(Beginning of Input records)

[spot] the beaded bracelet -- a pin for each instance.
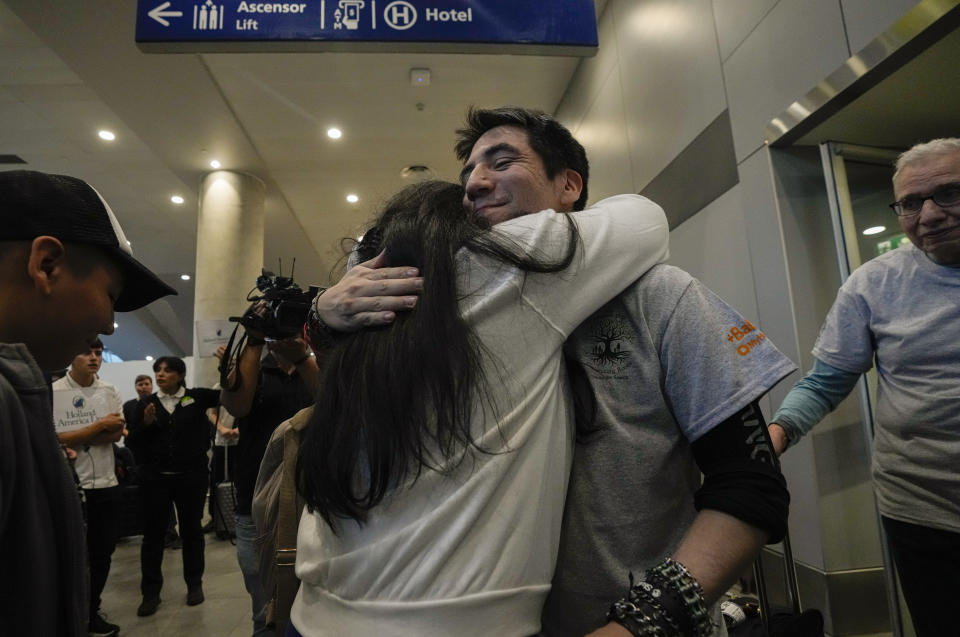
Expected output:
(666, 601)
(317, 333)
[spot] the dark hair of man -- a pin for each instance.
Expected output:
(548, 138)
(399, 398)
(174, 364)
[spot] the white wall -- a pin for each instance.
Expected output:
(665, 70)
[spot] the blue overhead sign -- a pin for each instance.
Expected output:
(566, 27)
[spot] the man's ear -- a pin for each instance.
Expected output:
(571, 184)
(46, 263)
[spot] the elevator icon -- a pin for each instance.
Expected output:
(348, 14)
(207, 16)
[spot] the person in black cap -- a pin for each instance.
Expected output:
(65, 267)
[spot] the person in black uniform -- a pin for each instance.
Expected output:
(171, 432)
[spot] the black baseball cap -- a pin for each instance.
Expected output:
(34, 204)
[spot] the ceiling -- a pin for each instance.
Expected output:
(916, 102)
(69, 68)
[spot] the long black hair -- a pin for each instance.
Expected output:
(398, 398)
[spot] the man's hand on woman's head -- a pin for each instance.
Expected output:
(369, 294)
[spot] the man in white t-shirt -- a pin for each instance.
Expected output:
(673, 375)
(93, 398)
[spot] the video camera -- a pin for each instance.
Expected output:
(285, 307)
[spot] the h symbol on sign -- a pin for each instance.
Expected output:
(400, 14)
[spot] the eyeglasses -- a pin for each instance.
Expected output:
(945, 196)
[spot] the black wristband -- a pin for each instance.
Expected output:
(300, 360)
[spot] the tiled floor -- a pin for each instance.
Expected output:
(225, 613)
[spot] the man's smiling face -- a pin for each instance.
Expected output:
(505, 178)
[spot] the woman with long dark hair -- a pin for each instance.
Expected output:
(435, 464)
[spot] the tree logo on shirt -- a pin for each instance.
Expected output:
(608, 339)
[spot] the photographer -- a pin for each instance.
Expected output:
(271, 389)
(171, 430)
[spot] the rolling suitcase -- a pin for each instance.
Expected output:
(774, 622)
(225, 504)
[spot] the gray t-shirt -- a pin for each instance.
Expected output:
(667, 360)
(901, 311)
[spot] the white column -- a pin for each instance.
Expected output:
(229, 254)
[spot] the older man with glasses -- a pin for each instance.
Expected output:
(901, 312)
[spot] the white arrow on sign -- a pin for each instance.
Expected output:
(158, 14)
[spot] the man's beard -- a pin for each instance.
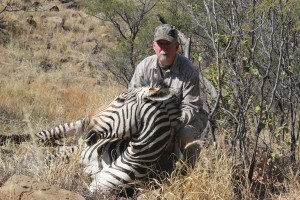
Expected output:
(163, 59)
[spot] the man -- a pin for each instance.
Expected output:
(174, 70)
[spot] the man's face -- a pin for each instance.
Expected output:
(165, 51)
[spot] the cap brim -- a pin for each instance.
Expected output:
(168, 38)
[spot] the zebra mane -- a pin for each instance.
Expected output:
(161, 94)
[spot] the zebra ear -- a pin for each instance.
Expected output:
(160, 94)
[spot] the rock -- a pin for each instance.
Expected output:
(23, 187)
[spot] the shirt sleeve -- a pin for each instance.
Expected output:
(191, 101)
(138, 78)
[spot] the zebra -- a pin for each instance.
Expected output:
(123, 141)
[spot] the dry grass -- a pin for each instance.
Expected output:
(46, 79)
(210, 179)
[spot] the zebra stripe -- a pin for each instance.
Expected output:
(124, 140)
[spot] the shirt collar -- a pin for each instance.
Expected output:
(175, 67)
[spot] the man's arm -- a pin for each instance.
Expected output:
(191, 102)
(137, 78)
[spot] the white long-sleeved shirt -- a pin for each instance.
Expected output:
(181, 76)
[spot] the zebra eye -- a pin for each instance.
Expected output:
(120, 100)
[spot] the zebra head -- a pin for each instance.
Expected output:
(122, 118)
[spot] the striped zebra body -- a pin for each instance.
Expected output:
(124, 140)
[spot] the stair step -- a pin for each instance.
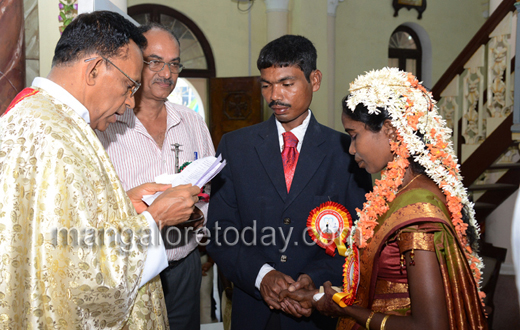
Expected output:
(493, 186)
(509, 166)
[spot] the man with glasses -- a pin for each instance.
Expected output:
(150, 141)
(75, 252)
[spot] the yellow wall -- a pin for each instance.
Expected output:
(363, 30)
(226, 29)
(48, 12)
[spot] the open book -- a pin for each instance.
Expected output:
(197, 173)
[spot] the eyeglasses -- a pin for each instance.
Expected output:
(156, 66)
(136, 86)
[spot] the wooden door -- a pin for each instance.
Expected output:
(235, 102)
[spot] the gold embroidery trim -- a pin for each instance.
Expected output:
(416, 240)
(383, 287)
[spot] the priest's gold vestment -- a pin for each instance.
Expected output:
(55, 174)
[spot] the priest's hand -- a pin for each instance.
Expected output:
(175, 205)
(272, 284)
(136, 194)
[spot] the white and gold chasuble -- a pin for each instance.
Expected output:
(54, 174)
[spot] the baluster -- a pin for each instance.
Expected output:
(499, 75)
(472, 109)
(449, 108)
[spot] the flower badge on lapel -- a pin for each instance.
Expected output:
(329, 226)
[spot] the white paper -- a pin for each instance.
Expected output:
(198, 173)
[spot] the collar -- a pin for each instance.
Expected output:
(299, 131)
(62, 95)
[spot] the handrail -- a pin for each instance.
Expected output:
(488, 152)
(480, 38)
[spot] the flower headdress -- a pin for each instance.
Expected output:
(421, 133)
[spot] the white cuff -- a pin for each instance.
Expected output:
(156, 259)
(264, 270)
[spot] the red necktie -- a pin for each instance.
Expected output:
(289, 157)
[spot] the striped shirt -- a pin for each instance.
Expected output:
(138, 159)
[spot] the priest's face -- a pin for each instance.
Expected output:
(288, 93)
(118, 76)
(159, 82)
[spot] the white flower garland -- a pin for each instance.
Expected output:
(413, 110)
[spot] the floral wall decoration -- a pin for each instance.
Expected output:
(68, 10)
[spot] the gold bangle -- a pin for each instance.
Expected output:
(383, 323)
(369, 319)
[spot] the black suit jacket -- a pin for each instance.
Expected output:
(250, 197)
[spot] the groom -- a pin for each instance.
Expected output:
(277, 173)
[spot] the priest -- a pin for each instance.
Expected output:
(76, 250)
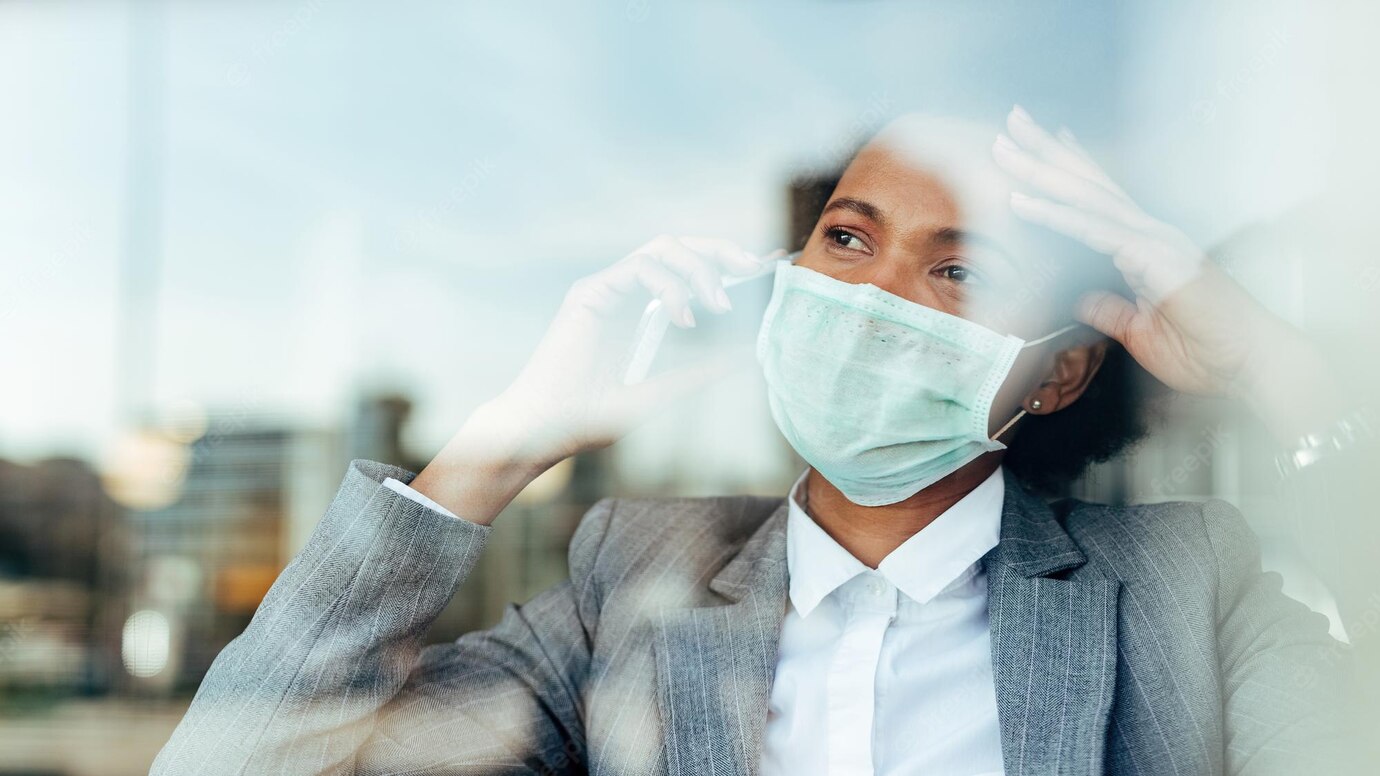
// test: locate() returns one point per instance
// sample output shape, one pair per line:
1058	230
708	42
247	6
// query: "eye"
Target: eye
845	239
959	274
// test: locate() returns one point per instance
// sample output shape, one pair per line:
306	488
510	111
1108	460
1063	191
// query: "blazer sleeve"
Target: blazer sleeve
338	635
1284	677
505	700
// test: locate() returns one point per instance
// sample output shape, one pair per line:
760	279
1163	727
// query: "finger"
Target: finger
642	399
1064	185
1097	234
1041	144
703	274
1107	312
1066	137
647	272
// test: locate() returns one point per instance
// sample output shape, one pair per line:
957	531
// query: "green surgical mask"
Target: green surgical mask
881	395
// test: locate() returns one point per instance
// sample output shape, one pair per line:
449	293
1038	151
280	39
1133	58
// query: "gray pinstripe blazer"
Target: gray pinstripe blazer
1124	641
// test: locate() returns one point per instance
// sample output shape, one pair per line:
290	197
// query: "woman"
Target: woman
911	606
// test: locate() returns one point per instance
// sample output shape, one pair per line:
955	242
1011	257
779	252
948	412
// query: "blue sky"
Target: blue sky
356	194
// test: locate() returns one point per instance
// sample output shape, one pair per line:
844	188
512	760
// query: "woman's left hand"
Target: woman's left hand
1190	325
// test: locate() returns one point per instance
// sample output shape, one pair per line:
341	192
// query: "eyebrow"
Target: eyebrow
861	207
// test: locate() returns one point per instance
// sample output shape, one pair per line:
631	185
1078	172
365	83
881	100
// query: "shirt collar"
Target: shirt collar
921	568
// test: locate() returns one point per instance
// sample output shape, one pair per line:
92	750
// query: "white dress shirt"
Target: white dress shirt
883	671
888	671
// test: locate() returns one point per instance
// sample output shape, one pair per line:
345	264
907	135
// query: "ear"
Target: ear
1072	370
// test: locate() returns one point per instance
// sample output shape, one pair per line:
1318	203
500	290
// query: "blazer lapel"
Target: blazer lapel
1053	644
715	663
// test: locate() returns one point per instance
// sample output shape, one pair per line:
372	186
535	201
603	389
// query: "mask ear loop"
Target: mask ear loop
1009	424
1039	341
1050	336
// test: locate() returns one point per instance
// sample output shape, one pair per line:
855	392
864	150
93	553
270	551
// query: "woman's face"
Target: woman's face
939	231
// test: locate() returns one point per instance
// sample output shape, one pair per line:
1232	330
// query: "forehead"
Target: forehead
926	174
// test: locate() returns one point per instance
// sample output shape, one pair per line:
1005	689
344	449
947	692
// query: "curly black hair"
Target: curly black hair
1115	412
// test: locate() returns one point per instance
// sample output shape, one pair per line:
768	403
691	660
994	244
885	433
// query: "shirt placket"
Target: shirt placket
852	681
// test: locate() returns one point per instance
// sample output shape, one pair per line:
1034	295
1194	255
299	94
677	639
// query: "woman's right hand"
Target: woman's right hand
570	395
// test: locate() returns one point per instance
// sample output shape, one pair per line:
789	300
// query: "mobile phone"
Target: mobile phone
654	341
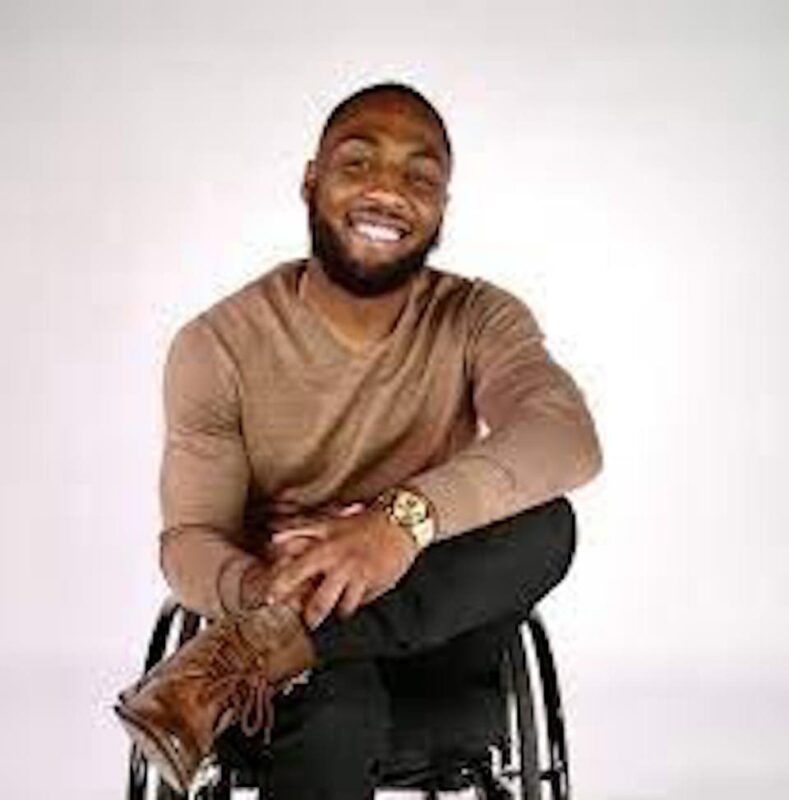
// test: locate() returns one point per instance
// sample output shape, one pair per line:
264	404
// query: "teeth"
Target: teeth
378	233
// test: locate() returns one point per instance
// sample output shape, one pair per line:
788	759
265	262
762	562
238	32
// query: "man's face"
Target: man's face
376	194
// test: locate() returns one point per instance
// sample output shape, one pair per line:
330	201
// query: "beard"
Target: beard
344	270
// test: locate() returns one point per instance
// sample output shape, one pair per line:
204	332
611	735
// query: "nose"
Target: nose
386	187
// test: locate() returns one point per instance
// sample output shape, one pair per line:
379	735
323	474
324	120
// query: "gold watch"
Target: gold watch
411	511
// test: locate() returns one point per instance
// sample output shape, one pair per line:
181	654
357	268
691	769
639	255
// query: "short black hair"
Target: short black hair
389	87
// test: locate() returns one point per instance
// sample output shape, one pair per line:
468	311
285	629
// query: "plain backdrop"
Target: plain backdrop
621	166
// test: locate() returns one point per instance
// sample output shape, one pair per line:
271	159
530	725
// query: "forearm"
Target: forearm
207	572
524	464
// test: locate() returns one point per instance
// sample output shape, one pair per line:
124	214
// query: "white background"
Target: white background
622	166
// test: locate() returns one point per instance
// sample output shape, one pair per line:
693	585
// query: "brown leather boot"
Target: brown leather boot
227	673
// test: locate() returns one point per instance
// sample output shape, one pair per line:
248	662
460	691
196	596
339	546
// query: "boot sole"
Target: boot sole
157	749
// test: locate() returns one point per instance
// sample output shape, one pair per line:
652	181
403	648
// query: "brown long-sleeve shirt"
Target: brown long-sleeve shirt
270	418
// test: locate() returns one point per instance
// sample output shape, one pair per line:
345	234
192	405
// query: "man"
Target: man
363	471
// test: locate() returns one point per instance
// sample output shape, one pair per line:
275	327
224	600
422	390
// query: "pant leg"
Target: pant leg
330	734
329	739
458	585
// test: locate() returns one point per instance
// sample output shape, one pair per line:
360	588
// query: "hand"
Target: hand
352	559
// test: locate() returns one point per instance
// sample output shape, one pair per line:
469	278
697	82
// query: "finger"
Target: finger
325	597
308	531
351	598
292	547
287	580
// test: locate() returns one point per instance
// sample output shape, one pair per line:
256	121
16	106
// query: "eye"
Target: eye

(End of Input records)

_Action item_
Lines with the word "dark" in them should be copied from the preceding records.

_Solution below_
[spot] the dark hair of man -- a pin for each instance.
[spot] the woman with long dark hair -- a pin for each instance.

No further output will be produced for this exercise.